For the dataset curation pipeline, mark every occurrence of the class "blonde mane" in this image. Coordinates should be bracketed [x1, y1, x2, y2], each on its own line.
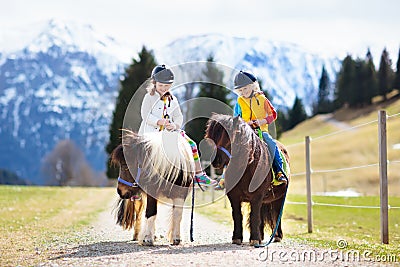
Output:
[142, 131, 194, 186]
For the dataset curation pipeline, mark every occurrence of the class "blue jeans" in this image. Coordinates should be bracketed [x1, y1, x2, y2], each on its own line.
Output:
[261, 132, 284, 175]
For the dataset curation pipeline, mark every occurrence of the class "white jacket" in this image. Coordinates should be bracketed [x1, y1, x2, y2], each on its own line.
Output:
[138, 92, 183, 135]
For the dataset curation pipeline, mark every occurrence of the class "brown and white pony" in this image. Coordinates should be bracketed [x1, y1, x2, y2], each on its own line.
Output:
[111, 130, 194, 246]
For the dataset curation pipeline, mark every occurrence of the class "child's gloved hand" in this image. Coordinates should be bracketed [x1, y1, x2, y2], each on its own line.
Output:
[165, 122, 177, 131]
[250, 120, 260, 129]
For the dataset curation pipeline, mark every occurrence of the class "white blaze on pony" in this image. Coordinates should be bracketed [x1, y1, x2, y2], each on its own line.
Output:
[112, 130, 195, 246]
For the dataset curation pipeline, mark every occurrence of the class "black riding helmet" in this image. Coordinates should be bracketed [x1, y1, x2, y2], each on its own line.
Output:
[234, 70, 257, 89]
[151, 64, 174, 84]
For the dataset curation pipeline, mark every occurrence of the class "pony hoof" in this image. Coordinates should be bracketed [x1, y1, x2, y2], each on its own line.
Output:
[274, 237, 282, 242]
[141, 240, 154, 246]
[249, 240, 260, 246]
[171, 239, 181, 245]
[232, 239, 242, 245]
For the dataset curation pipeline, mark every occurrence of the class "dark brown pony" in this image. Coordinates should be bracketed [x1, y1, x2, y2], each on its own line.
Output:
[111, 130, 194, 246]
[205, 113, 290, 246]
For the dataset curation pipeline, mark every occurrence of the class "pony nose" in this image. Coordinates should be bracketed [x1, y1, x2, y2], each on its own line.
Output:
[117, 188, 122, 197]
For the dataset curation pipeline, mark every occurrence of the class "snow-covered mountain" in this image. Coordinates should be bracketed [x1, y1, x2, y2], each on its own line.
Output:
[0, 19, 340, 184]
[155, 34, 341, 111]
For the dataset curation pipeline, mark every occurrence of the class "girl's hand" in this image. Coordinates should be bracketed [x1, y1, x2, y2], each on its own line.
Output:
[157, 118, 169, 126]
[165, 122, 177, 131]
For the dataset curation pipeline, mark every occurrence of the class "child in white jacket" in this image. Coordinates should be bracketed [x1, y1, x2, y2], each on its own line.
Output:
[138, 65, 217, 186]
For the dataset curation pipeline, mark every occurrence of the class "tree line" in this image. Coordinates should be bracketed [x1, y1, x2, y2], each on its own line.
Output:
[315, 48, 400, 114]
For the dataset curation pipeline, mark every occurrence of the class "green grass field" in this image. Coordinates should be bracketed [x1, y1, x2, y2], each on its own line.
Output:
[0, 186, 115, 266]
[196, 193, 400, 256]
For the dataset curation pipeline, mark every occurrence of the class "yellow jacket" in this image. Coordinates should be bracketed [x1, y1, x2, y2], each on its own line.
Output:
[236, 92, 277, 132]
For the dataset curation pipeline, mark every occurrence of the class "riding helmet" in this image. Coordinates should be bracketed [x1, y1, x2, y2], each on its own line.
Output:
[151, 64, 174, 84]
[234, 70, 257, 89]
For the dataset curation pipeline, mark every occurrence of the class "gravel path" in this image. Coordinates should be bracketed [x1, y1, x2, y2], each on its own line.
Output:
[41, 196, 379, 267]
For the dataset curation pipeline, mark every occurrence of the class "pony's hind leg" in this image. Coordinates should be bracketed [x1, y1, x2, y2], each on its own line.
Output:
[249, 197, 263, 246]
[139, 195, 157, 246]
[265, 199, 284, 242]
[272, 200, 284, 242]
[259, 203, 268, 242]
[168, 198, 185, 245]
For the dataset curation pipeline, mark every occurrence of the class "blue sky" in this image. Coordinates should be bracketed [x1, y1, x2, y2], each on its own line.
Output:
[1, 0, 399, 60]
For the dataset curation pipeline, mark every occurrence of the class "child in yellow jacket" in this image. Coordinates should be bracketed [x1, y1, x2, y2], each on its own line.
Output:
[232, 70, 287, 186]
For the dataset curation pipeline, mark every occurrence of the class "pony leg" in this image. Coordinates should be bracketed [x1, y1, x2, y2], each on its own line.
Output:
[249, 197, 263, 245]
[133, 199, 144, 241]
[139, 195, 157, 246]
[272, 199, 284, 242]
[168, 198, 185, 245]
[259, 203, 268, 242]
[228, 195, 243, 245]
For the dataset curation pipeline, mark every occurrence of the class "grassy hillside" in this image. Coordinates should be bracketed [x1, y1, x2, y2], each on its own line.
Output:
[280, 95, 400, 196]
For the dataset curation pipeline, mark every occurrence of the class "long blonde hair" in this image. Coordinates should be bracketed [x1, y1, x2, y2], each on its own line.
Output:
[146, 78, 157, 96]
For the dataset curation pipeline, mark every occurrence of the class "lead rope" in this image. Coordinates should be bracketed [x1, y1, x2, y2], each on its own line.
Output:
[254, 179, 289, 247]
[159, 97, 168, 131]
[255, 132, 289, 248]
[190, 176, 195, 242]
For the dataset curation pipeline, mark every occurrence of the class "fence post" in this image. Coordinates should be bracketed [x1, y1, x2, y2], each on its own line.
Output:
[305, 136, 313, 233]
[378, 110, 389, 244]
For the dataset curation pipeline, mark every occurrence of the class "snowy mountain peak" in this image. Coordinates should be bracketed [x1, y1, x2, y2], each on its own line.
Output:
[1, 19, 132, 65]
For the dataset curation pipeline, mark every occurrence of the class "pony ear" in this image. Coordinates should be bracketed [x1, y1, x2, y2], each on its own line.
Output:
[110, 144, 125, 166]
[233, 115, 240, 127]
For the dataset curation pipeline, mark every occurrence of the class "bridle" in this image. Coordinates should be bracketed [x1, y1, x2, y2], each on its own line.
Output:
[217, 146, 232, 159]
[117, 164, 141, 188]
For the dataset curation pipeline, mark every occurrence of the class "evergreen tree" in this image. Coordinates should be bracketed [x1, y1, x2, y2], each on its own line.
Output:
[275, 110, 289, 139]
[362, 49, 378, 105]
[353, 59, 366, 107]
[316, 65, 333, 114]
[105, 46, 157, 179]
[378, 48, 394, 100]
[288, 96, 307, 130]
[185, 55, 230, 143]
[392, 48, 400, 90]
[335, 55, 356, 108]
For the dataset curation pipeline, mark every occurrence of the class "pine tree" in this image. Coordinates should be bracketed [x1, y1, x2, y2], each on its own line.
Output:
[316, 65, 332, 114]
[335, 55, 355, 108]
[353, 59, 366, 108]
[392, 48, 400, 90]
[378, 48, 394, 100]
[184, 55, 230, 144]
[105, 46, 157, 179]
[288, 96, 307, 130]
[362, 49, 378, 105]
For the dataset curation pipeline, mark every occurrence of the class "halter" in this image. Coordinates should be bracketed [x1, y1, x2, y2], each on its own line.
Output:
[117, 166, 141, 188]
[217, 146, 232, 159]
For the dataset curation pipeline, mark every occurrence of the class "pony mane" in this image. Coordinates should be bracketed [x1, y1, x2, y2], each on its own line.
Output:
[122, 129, 194, 186]
[207, 113, 267, 165]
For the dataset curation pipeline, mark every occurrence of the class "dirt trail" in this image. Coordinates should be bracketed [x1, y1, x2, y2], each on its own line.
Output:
[41, 196, 375, 267]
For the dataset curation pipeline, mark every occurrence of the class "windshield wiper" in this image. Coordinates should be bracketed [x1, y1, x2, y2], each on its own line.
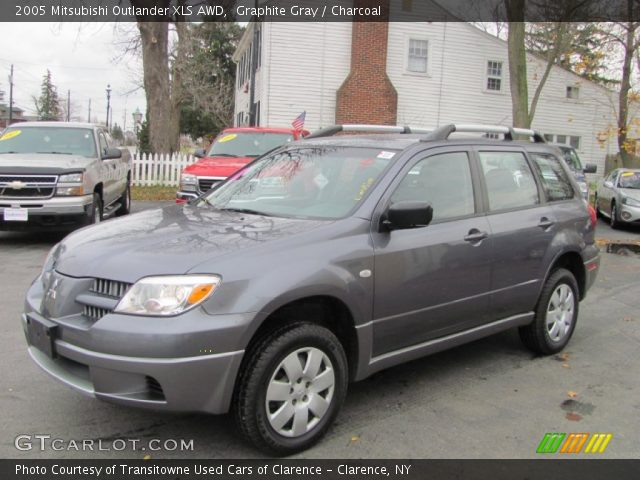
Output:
[0, 151, 20, 154]
[219, 207, 271, 217]
[211, 153, 239, 158]
[36, 152, 74, 155]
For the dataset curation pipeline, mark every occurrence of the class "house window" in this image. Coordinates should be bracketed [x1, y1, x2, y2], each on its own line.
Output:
[407, 39, 428, 73]
[569, 136, 580, 149]
[486, 60, 503, 91]
[545, 133, 581, 150]
[566, 86, 580, 99]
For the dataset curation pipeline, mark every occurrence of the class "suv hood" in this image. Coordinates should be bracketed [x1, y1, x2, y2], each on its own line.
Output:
[0, 154, 94, 174]
[55, 205, 328, 282]
[184, 156, 253, 177]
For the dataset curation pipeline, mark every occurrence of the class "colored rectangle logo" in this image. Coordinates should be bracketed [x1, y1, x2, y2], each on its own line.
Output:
[537, 433, 612, 454]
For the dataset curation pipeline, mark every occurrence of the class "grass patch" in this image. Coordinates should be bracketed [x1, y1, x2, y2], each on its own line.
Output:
[132, 185, 176, 201]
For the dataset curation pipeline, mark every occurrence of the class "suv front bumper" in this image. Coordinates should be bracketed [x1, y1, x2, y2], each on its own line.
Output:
[23, 274, 250, 414]
[0, 195, 94, 230]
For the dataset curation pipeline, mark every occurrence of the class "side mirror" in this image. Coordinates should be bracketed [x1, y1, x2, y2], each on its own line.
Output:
[583, 163, 597, 174]
[194, 148, 207, 158]
[102, 147, 122, 160]
[383, 201, 433, 230]
[603, 180, 614, 189]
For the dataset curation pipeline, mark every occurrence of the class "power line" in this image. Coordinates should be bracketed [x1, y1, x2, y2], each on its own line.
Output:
[0, 57, 116, 71]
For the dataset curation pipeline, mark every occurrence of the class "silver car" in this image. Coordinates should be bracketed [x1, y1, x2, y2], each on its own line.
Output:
[594, 168, 640, 228]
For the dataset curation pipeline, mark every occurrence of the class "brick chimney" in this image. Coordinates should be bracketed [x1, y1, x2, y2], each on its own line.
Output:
[336, 0, 397, 125]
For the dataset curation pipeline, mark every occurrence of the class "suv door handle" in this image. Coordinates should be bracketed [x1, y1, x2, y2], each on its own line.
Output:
[464, 229, 489, 243]
[538, 217, 555, 230]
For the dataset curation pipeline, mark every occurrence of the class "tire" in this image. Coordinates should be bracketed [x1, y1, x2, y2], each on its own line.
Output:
[88, 193, 103, 225]
[519, 268, 579, 355]
[115, 181, 131, 217]
[234, 322, 348, 455]
[610, 202, 620, 229]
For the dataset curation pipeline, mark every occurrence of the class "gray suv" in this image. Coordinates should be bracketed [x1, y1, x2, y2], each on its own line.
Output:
[23, 124, 600, 454]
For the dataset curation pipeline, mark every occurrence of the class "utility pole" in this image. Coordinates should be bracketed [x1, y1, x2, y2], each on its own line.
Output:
[87, 99, 91, 123]
[248, 2, 259, 127]
[66, 90, 71, 122]
[8, 64, 14, 125]
[105, 84, 112, 130]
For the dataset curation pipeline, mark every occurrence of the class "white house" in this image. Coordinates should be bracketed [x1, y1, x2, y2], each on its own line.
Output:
[233, 15, 635, 175]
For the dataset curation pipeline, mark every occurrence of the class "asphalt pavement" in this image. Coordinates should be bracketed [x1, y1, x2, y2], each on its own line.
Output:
[0, 201, 638, 459]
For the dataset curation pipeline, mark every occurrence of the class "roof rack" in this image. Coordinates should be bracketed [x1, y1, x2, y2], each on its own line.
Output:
[424, 124, 546, 143]
[305, 124, 432, 139]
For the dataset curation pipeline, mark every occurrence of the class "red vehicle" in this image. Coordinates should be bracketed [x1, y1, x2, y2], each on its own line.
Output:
[177, 127, 308, 202]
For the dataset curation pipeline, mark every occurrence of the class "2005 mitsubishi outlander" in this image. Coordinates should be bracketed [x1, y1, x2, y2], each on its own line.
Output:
[23, 124, 600, 454]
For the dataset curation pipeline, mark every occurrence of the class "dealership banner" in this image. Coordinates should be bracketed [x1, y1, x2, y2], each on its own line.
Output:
[0, 0, 638, 22]
[3, 459, 640, 480]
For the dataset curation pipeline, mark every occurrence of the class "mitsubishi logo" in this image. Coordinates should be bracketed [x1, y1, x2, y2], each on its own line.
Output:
[46, 278, 60, 302]
[8, 181, 27, 190]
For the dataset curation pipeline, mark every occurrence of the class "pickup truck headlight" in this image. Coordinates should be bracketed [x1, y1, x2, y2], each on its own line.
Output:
[114, 275, 221, 316]
[622, 196, 640, 207]
[56, 173, 85, 196]
[180, 174, 198, 191]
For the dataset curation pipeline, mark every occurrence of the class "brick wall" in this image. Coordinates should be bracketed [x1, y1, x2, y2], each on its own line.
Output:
[336, 0, 398, 125]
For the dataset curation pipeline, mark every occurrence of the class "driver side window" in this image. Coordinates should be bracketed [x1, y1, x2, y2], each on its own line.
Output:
[98, 132, 109, 156]
[391, 152, 475, 222]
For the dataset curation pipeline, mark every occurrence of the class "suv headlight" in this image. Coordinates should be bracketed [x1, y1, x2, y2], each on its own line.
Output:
[114, 275, 221, 316]
[180, 174, 198, 191]
[57, 173, 85, 196]
[622, 196, 640, 207]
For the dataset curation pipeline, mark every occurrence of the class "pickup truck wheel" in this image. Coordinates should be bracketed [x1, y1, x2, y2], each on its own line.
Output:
[519, 268, 579, 355]
[610, 202, 620, 229]
[234, 323, 348, 455]
[89, 193, 103, 224]
[115, 182, 131, 217]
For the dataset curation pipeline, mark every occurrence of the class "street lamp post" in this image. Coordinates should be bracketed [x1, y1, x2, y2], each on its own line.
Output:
[105, 84, 112, 131]
[132, 107, 143, 146]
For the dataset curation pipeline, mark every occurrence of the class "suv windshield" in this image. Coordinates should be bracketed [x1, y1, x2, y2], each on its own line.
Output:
[0, 127, 97, 157]
[208, 132, 294, 158]
[619, 171, 640, 189]
[200, 146, 395, 219]
[558, 146, 583, 171]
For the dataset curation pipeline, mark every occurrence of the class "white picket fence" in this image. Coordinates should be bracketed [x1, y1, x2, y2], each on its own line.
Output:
[131, 153, 196, 187]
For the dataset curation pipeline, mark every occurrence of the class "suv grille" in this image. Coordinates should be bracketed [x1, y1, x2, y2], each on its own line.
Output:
[80, 278, 132, 322]
[198, 177, 225, 193]
[90, 278, 131, 298]
[0, 175, 57, 199]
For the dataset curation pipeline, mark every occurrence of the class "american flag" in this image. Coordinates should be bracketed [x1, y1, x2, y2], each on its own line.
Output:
[291, 111, 306, 130]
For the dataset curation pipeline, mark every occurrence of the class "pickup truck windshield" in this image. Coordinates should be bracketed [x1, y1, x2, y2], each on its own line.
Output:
[619, 172, 640, 189]
[201, 146, 394, 219]
[0, 127, 97, 157]
[208, 132, 294, 158]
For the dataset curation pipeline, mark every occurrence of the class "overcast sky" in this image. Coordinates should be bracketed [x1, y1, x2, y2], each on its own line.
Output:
[0, 23, 146, 130]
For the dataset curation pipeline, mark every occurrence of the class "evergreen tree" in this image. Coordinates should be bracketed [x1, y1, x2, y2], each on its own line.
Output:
[33, 70, 61, 121]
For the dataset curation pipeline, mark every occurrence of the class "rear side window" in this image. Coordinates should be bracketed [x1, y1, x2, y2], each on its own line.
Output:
[479, 151, 539, 211]
[530, 153, 575, 201]
[391, 151, 475, 221]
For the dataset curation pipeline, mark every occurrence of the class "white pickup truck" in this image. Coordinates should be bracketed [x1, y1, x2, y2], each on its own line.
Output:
[0, 122, 131, 231]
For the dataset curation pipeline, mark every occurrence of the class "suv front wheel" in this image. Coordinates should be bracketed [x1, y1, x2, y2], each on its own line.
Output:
[520, 268, 579, 355]
[234, 322, 348, 455]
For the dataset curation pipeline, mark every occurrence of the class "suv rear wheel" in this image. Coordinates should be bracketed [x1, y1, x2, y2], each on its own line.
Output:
[234, 322, 348, 455]
[520, 268, 579, 355]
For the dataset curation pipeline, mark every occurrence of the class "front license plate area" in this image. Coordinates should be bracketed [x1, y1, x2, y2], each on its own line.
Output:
[27, 315, 58, 358]
[4, 207, 29, 222]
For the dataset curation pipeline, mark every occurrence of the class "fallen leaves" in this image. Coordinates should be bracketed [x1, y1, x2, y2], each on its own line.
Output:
[567, 391, 578, 398]
[566, 412, 583, 421]
[143, 454, 151, 460]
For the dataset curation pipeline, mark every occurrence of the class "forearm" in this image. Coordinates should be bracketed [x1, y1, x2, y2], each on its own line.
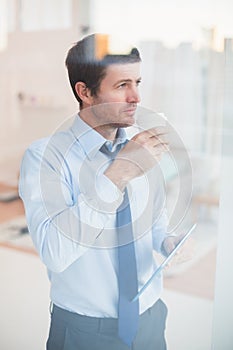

════

TO DO ::
Find how many lines of the entries include the word "helmet". The number is the entire reply.

FINAL ANSWER ::
2